> _Reading passage_:

::::::::

Token Usage Tracking
Free tiers don’t just have RPM limits. They have daily token caps (Groq: 500K/day, Gemini: 1M/day, etc.). FreeLLM tracks every successful request’s prompt_tokens and completion_tokens against a rolling 24-hour window per provider, so you always know how much of your free budget is left.
How it works
Every successful non-streaming response from an OpenAI-compatible provider includes a usage object:
{ "usage": { "prompt_tokens": 15, "completion_tokens": 42, "total_tokens": 57 }}FreeLLM extracts this and records it against the provider via the UsageTracker class, which uses hourly buckets (24 max per provider) for O(1) writes and O(24) reads. Memory footprint is tiny. Under 600 bytes per provider even when fully populated.
The data is in-memory and resets on process restart. This is acceptable because upstream providers reset their daily quotas independently. FreeLLM’s view will catch up within an hour as new requests come in.

::::::::

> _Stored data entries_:

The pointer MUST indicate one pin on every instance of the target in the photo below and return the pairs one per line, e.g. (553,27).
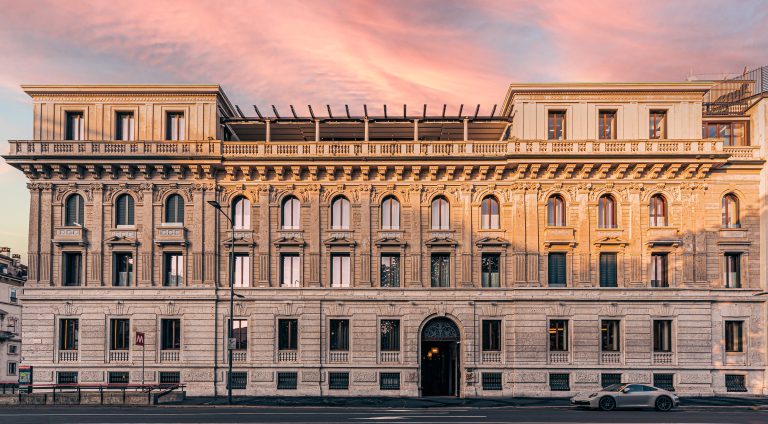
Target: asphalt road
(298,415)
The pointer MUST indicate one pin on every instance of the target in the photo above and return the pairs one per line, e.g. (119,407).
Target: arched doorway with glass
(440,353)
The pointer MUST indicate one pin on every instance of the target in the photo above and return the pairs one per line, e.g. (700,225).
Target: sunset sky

::::::::

> _Task brief_: Continue the FreeLLM token usage tracking text, starting right after its final sentence.

> _Output for this exercise_:
API access
GET /v1/status exposes per-provider and gateway-wide totals:
{ "totalRequests": 87, "successRequests": 85, "failedRequests": 2, "usage": { "promptTokens": 142560, "completionTokens": 38912, "totalTokens": 181472, "requestCount": 85 }, "providers": [ { "id": "groq", "usage": { "promptTokens": 78000, "completionTokens": 19200, "totalTokens": 97200, "requestCount": 42 } } ]}Dashboard surfaces
The dashboard shows token usage in three places:
- Top metrics row. Gateway-wide “Tokens (24h)” card with compact formatting (
1234 → "1.2K",1.5M → "1.50M"). - Provider cards. Per-provider amber “TOKENS (24H)” block showing total +
in X · out Ybreakdown. - Recent requests table. “Tokens” column showing
prompt → completionper request.

Streaming limitation
Streaming responses currently don’t track tokens. The OpenAI SSE protocol only includes a final usage chunk when the client passes stream_options: { include_usage: true }. FreeLLM doesn’t inject that flag automatically because we want to forward your request unchanged.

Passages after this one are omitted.